● **Directive**
Transcribe the records word for word, from the line containing "tip --vertices whole-pixels" through the end of the records.

.....

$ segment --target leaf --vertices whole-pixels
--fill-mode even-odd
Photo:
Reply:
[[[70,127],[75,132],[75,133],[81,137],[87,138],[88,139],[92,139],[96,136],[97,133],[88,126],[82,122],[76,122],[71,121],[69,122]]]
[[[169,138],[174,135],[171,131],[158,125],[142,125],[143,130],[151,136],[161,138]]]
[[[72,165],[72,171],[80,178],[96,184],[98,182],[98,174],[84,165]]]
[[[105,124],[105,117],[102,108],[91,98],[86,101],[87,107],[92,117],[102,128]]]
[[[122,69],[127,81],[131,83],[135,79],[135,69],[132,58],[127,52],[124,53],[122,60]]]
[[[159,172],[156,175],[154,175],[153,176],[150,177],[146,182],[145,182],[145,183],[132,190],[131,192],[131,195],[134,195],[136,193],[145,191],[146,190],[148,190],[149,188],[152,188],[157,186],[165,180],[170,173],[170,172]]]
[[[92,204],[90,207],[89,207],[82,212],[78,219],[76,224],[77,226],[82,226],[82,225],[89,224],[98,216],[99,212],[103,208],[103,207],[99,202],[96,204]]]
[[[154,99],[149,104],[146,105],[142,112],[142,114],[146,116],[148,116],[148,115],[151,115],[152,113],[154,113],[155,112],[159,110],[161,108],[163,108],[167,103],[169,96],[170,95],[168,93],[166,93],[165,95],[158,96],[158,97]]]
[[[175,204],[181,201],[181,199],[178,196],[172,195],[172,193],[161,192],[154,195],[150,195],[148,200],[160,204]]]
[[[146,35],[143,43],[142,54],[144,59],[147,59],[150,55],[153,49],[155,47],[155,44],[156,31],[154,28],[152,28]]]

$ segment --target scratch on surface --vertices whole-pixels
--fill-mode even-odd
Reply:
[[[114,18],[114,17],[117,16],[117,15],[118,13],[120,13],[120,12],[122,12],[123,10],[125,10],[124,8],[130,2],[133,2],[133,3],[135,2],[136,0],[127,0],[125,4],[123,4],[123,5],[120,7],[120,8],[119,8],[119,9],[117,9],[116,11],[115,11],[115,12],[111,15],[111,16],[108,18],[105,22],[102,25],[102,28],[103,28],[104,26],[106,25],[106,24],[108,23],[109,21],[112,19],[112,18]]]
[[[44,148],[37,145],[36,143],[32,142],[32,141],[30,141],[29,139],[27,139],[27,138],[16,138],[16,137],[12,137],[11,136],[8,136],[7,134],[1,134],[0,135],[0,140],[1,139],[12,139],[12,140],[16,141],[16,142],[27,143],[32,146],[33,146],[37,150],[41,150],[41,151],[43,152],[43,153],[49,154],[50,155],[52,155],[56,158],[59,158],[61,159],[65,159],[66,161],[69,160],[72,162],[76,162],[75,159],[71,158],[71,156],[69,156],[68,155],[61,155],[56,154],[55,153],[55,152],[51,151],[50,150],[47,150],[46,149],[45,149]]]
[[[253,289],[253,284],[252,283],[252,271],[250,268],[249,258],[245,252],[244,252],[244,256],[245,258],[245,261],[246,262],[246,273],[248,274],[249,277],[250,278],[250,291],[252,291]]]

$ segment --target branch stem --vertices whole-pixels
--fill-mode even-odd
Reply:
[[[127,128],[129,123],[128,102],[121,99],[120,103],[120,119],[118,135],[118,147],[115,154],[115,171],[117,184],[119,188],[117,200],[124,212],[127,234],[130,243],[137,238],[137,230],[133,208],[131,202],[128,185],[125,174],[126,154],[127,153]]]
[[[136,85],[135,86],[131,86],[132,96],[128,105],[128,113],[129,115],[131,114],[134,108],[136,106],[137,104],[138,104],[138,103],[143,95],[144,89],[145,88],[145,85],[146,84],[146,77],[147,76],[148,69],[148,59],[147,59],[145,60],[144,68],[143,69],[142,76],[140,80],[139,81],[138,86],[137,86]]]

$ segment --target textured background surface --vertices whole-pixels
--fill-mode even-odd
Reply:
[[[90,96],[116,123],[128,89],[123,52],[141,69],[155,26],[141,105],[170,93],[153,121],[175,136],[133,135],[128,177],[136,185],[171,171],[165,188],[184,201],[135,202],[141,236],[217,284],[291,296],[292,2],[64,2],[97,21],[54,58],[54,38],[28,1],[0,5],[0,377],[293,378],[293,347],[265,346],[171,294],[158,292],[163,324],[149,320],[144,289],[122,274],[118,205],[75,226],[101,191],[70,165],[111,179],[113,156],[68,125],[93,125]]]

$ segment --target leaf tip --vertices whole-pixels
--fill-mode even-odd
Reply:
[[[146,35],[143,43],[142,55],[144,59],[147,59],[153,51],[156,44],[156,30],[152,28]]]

.....

● **Response to this exercise**
$ segment --target leaf tip --vertices whole-pixels
--fill-mode even-odd
Reply:
[[[146,35],[143,43],[142,55],[144,59],[147,59],[153,51],[156,44],[156,30],[152,28]]]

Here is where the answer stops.